— Data supplied —
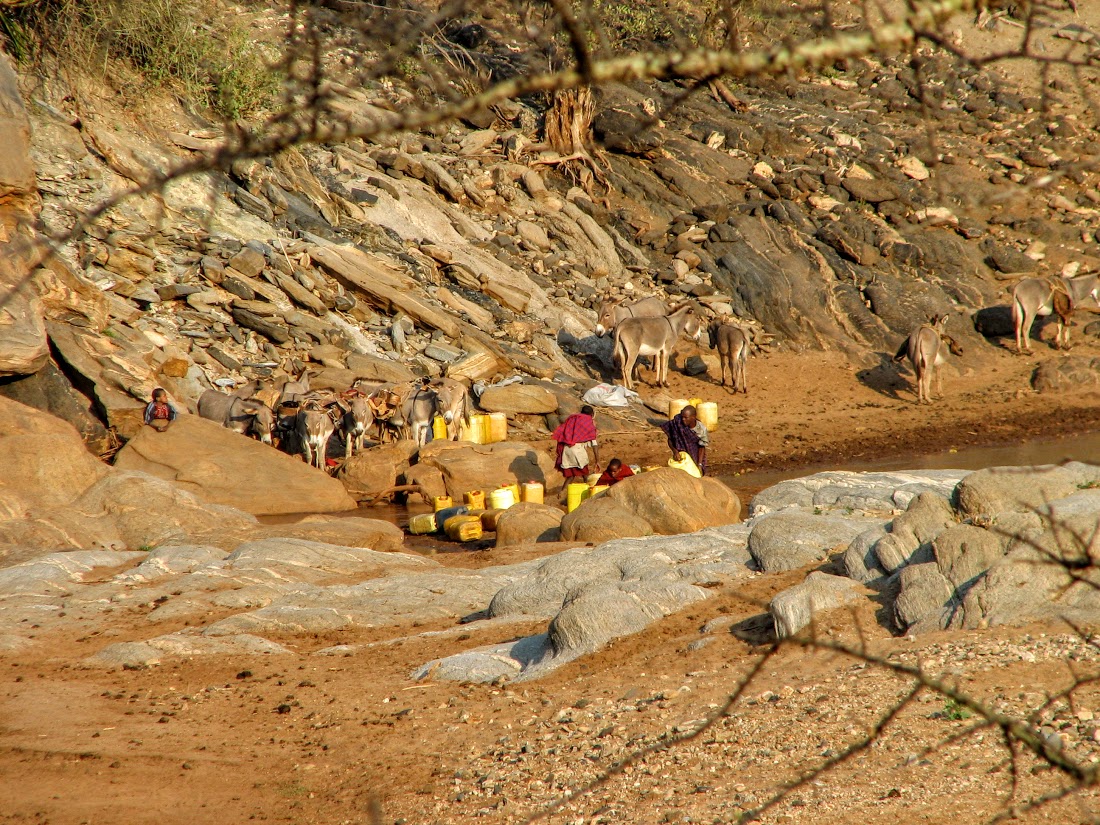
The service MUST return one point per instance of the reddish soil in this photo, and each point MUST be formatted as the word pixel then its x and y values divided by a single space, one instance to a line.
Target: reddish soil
pixel 205 741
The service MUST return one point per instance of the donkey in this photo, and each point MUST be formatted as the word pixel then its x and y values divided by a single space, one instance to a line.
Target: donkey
pixel 653 337
pixel 1033 297
pixel 314 427
pixel 925 351
pixel 293 391
pixel 613 312
pixel 733 347
pixel 358 418
pixel 244 415
pixel 453 404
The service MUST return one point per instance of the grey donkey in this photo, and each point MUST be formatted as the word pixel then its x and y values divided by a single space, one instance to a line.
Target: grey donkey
pixel 1033 297
pixel 653 337
pixel 733 347
pixel 925 351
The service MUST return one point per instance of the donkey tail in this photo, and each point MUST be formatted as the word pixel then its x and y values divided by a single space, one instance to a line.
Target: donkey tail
pixel 902 351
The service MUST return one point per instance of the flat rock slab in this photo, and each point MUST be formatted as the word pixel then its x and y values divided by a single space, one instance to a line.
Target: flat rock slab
pixel 518 398
pixel 594 595
pixel 846 491
pixel 226 468
pixel 182 645
pixel 56 573
pixel 791 539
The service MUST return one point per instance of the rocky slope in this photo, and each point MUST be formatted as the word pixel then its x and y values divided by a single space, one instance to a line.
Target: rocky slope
pixel 823 212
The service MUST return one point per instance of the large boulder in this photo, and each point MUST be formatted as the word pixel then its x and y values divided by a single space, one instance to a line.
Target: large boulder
pixel 518 399
pixel 926 600
pixel 795 607
pixel 128 510
pixel 23 345
pixel 847 491
pixel 666 502
pixel 602 519
pixel 469 466
pixel 374 367
pixel 792 539
pixel 370 473
pixel 927 515
pixel 342 530
pixel 859 559
pixel 527 523
pixel 595 615
pixel 671 501
pixel 1019 490
pixel 43 461
pixel 110 371
pixel 226 468
pixel 965 551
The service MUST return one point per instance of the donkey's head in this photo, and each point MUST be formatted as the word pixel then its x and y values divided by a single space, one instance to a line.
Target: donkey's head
pixel 263 419
pixel 605 321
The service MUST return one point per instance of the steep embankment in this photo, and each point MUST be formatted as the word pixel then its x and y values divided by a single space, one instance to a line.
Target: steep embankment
pixel 822 210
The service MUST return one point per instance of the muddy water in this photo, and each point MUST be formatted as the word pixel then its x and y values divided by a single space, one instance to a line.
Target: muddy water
pixel 1069 448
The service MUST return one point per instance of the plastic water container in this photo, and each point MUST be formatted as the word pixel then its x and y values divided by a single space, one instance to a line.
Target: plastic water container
pixel 490 518
pixel 534 492
pixel 422 524
pixel 686 463
pixel 502 498
pixel 439 428
pixel 441 516
pixel 708 415
pixel 574 494
pixel 475 432
pixel 463 528
pixel 497 427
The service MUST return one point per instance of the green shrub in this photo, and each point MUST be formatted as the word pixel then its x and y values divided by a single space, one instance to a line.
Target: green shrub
pixel 182 45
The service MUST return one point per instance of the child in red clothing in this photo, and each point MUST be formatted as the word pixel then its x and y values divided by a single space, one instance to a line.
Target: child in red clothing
pixel 616 471
pixel 158 413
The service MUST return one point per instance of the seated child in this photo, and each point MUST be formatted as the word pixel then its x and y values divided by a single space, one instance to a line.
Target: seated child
pixel 158 413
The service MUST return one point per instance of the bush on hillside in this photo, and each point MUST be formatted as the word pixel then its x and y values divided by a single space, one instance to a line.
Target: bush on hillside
pixel 176 44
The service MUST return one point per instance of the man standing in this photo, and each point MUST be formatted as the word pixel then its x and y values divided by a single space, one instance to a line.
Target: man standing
pixel 575 435
pixel 686 433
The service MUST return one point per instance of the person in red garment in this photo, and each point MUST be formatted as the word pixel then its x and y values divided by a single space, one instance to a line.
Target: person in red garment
pixel 158 413
pixel 616 471
pixel 575 435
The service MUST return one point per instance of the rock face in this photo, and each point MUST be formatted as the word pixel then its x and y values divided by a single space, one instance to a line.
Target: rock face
pixel 593 596
pixel 844 491
pixel 790 540
pixel 518 398
pixel 371 472
pixel 1020 490
pixel 43 461
pixel 796 607
pixel 663 502
pixel 526 523
pixel 23 347
pixel 468 466
pixel 227 468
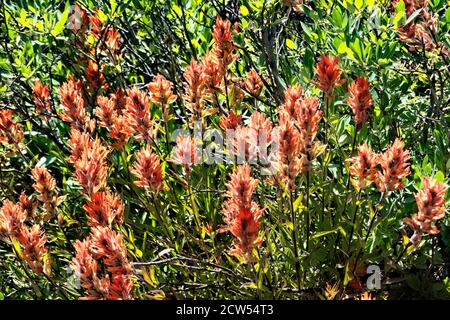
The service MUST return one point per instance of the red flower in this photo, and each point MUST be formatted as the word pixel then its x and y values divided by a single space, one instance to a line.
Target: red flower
pixel 103 208
pixel 431 204
pixel 363 166
pixel 360 100
pixel 34 251
pixel 253 83
pixel 10 131
pixel 223 46
pixel 12 217
pixel 230 122
pixel 148 170
pixel 138 114
pixel 328 74
pixel 241 214
pixel 41 94
pixel 162 94
pixel 185 152
pixel 394 167
pixel 91 169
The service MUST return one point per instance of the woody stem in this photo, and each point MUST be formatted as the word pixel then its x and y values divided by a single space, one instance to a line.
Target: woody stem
pixel 294 238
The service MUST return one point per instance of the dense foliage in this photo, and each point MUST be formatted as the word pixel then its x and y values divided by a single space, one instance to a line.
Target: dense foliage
pixel 276 149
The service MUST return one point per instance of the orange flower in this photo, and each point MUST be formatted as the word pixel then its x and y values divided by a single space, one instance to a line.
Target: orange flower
pixel 41 94
pixel 94 76
pixel 90 169
pixel 103 251
pixel 162 95
pixel 292 98
pixel 241 214
pixel 78 142
pixel 360 100
pixel 195 89
pixel 394 167
pixel 103 208
pixel 106 111
pixel 34 251
pixel 286 161
pixel 138 114
pixel 242 186
pixel 363 166
pixel 73 102
pixel 10 131
pixel 253 83
pixel 431 204
pixel 223 47
pixel 12 217
pixel 148 170
pixel 328 74
pixel 212 72
pixel 230 122
pixel 185 153
pixel 45 183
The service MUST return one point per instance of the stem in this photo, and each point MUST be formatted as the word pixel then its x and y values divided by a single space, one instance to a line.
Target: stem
pixel 294 238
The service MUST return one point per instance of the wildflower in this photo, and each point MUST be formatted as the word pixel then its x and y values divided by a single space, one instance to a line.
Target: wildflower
pixel 212 72
pixel 121 131
pixel 308 117
pixel 73 102
pixel 45 183
pixel 94 76
pixel 12 217
pixel 431 204
pixel 138 113
pixel 241 214
pixel 41 94
pixel 360 100
pixel 78 142
pixel 328 74
pixel 148 170
pixel 162 95
pixel 106 111
pixel 185 153
pixel 292 98
pixel 286 161
pixel 10 131
pixel 394 167
pixel 195 89
pixel 253 83
pixel 91 169
pixel 34 251
pixel 103 208
pixel 106 244
pixel 363 167
pixel 26 204
pixel 242 186
pixel 230 122
pixel 223 47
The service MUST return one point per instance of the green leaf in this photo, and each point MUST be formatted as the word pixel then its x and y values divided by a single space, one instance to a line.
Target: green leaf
pixel 59 26
pixel 290 44
pixel 244 10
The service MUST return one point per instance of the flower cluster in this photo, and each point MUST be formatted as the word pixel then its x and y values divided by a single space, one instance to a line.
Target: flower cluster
pixel 45 186
pixel 103 247
pixel 431 204
pixel 360 101
pixel 241 214
pixel 74 105
pixel 148 170
pixel 11 132
pixel 387 169
pixel 32 240
pixel 328 74
pixel 41 94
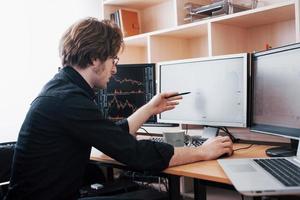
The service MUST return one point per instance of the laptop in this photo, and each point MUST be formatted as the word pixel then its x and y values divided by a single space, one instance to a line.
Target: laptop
pixel 264 176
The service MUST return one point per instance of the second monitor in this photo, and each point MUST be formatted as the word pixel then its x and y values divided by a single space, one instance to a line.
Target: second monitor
pixel 218 87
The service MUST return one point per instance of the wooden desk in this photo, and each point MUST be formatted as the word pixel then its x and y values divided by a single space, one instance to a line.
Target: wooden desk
pixel 210 173
pixel 204 173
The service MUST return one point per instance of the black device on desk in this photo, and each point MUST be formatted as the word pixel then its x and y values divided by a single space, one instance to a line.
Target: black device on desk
pixel 129 89
pixel 276 96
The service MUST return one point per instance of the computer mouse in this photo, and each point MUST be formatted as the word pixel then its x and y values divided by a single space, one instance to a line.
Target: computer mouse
pixel 225 155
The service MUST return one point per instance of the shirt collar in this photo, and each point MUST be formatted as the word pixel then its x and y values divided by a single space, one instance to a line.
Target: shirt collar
pixel 78 80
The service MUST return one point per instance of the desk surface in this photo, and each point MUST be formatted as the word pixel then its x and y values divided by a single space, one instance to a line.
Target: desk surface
pixel 211 170
pixel 204 170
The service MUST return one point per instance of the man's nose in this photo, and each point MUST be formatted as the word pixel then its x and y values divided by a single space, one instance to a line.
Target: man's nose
pixel 114 69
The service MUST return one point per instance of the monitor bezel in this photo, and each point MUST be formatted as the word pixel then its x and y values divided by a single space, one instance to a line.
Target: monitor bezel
pixel 246 78
pixel 262 128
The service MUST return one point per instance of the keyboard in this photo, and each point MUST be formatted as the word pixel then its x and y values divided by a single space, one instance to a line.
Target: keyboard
pixel 158 124
pixel 283 170
pixel 192 141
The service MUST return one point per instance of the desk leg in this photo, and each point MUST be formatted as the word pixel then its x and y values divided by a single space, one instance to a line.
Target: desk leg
pixel 252 198
pixel 174 187
pixel 199 190
pixel 110 174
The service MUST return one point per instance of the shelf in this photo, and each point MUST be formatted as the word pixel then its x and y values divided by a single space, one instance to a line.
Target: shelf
pixel 148 21
pixel 135 4
pixel 253 30
pixel 260 16
pixel 136 40
pixel 181 43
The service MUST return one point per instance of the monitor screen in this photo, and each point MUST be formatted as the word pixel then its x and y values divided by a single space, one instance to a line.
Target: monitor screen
pixel 218 87
pixel 131 87
pixel 275 93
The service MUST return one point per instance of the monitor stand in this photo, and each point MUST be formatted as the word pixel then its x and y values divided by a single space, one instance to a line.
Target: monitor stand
pixel 209 132
pixel 283 151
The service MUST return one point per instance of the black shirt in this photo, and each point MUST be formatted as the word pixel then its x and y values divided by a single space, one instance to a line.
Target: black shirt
pixel 55 140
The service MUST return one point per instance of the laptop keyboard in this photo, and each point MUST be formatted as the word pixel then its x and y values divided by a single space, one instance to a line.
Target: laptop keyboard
pixel 283 170
pixel 192 141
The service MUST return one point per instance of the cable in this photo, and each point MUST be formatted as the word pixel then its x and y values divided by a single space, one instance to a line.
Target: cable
pixel 186 128
pixel 145 131
pixel 233 139
pixel 248 147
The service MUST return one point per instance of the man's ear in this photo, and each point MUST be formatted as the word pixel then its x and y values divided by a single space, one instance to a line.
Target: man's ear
pixel 97 65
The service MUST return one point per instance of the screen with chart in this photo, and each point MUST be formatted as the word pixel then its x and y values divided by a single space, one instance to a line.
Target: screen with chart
pixel 276 96
pixel 129 89
pixel 218 87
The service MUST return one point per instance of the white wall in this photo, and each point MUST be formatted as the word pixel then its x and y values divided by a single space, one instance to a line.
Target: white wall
pixel 29 36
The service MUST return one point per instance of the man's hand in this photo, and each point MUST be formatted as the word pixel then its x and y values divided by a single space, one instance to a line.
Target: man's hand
pixel 215 147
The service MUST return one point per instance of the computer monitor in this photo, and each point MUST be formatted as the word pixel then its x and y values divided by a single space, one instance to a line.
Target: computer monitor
pixel 276 96
pixel 218 87
pixel 131 87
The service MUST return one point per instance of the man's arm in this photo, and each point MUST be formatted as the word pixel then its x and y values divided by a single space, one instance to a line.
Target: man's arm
pixel 159 103
pixel 209 150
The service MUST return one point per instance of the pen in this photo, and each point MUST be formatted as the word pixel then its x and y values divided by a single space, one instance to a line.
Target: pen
pixel 179 94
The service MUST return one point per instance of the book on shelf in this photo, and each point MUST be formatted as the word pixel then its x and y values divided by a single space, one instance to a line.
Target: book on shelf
pixel 127 20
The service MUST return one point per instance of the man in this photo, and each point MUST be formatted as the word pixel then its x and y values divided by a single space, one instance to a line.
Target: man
pixel 63 122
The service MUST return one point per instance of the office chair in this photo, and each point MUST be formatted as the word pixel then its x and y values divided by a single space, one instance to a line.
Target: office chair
pixel 6 157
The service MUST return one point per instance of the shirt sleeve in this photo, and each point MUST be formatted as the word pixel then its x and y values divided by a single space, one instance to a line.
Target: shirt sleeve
pixel 83 121
pixel 123 124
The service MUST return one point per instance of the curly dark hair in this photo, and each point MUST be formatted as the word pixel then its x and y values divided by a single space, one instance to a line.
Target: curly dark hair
pixel 89 39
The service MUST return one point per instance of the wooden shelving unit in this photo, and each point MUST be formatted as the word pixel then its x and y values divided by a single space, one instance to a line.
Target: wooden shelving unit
pixel 165 36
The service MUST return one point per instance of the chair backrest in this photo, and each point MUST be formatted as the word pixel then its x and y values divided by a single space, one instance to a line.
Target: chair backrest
pixel 6 157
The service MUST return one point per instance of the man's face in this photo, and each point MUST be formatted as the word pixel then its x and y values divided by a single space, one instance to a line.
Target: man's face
pixel 103 72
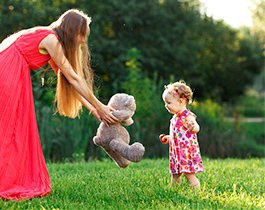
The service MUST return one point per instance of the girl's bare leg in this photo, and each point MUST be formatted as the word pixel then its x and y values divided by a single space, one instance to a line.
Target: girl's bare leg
pixel 175 179
pixel 192 179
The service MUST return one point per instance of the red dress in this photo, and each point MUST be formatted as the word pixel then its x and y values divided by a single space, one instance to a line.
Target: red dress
pixel 23 172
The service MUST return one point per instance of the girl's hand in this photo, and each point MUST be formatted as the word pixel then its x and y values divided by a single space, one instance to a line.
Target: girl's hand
pixel 106 115
pixel 164 139
pixel 191 124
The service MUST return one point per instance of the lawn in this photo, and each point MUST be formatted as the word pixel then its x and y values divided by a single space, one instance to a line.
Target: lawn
pixel 225 184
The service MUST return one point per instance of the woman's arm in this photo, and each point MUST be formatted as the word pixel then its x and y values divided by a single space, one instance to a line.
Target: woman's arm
pixel 54 48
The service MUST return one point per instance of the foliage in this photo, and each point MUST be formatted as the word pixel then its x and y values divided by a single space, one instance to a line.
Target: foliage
pixel 225 184
pixel 138 47
pixel 173 37
pixel 219 138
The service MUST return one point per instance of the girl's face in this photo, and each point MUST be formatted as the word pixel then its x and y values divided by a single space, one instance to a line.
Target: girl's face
pixel 173 103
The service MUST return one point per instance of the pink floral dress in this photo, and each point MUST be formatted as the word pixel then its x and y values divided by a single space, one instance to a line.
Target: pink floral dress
pixel 184 152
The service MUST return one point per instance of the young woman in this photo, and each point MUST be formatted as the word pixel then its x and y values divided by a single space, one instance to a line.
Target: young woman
pixel 23 172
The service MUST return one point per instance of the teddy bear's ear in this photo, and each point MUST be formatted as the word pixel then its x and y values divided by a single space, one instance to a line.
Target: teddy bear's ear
pixel 129 101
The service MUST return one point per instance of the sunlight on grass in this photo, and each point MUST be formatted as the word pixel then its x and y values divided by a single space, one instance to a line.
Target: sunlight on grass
pixel 225 184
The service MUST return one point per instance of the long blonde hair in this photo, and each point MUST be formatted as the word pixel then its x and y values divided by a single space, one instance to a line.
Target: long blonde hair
pixel 71 24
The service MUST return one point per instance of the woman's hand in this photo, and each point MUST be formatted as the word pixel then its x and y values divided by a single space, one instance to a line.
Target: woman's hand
pixel 164 139
pixel 106 115
pixel 96 114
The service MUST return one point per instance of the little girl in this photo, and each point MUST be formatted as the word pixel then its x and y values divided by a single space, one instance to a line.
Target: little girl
pixel 185 157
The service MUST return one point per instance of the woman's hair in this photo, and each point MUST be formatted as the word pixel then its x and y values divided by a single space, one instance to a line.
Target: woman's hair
pixel 182 90
pixel 71 24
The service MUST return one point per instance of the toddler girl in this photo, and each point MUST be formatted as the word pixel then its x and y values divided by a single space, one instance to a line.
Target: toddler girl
pixel 185 157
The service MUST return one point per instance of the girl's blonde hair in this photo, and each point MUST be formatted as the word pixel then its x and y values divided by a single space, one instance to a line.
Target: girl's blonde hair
pixel 71 24
pixel 181 89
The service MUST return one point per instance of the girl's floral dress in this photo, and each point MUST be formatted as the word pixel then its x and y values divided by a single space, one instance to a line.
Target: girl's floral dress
pixel 184 152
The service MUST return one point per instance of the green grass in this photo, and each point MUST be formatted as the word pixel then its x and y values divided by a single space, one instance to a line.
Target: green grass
pixel 225 184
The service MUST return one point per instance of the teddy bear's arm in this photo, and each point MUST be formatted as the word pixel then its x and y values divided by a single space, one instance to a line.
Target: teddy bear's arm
pixel 122 114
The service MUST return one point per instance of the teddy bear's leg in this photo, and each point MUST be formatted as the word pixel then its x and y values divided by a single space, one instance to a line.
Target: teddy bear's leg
pixel 120 161
pixel 135 152
pixel 97 140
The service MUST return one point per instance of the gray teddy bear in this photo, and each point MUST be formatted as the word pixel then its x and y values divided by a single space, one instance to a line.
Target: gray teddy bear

— Your goal —
In the entries above, find the line with "Target: girl's bare leg" and the line with "the girl's hand", then set down exactly those two and every line between them, nothing else.

— Output below —
Target: girl's bare leg
pixel 175 179
pixel 192 179
The service MUST return one point per instance of the red dress in this photo, and each point MUST be formatted as the word pixel then its x and y values divided by a single space, one instance to a line.
Target: red dress
pixel 23 172
The service MUST return one point per instance of the girl's hand in this photo, and each point MUST be formatted as the word pixel then its x and y values divided by a single space, one instance to a line.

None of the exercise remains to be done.